**ASSIGNMENT**. Using the entries below, copy exactly each line from the line with "the mountain, each" up to and including the line with "of the dark", with every picture left out.
DATASET RECORDS section start
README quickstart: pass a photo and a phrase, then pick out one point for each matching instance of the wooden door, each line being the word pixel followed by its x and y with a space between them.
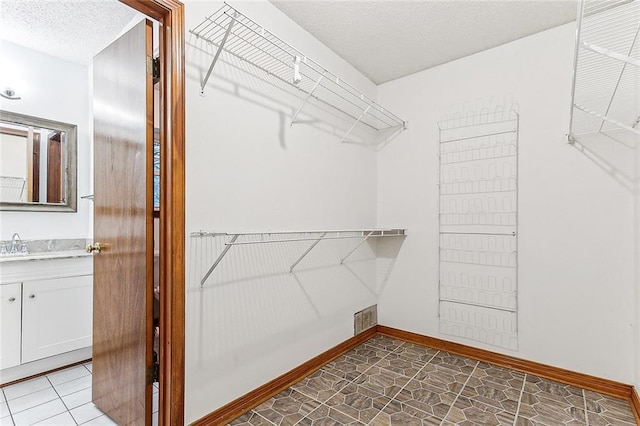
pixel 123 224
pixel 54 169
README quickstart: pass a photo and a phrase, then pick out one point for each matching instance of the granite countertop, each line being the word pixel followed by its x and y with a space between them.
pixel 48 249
DATASET RECORDS section end
DATASET RECORDS section start
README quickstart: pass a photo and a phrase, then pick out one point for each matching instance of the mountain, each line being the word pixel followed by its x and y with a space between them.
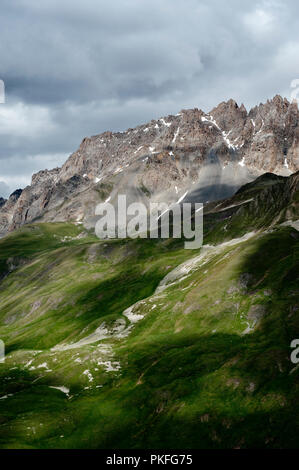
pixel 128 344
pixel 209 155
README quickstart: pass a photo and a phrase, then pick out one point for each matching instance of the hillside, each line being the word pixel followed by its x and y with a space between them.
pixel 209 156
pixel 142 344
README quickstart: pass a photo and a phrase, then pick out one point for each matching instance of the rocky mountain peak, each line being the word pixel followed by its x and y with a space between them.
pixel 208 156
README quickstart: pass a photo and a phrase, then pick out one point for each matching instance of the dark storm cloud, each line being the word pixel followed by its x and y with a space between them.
DATASET RECORDS section end
**SOLUTION TO THE EXERCISE**.
README quickstart: pass a photo and a phrase, then pick out one point for each matching instance of the mountain, each line being the word pixel followed by its x and y with a space between them.
pixel 128 344
pixel 209 155
README quickstart: pass a photo and a phrase, then pick out one point for each matching instance of the hillside, each line being the word pixel followed by its x and y with a space between them.
pixel 209 156
pixel 142 344
README quickstart: pass a photo and a phrase, then pick out one point for each matching instance of the rocky mountain peak, each line being the word pixel followed by its x and y with a space between them.
pixel 208 156
README quickstart: pass a photo and a phrase, then pick out one point for each matching instance of the dark storm cloud, each line being the word pixel followed by its x and y with a space between them.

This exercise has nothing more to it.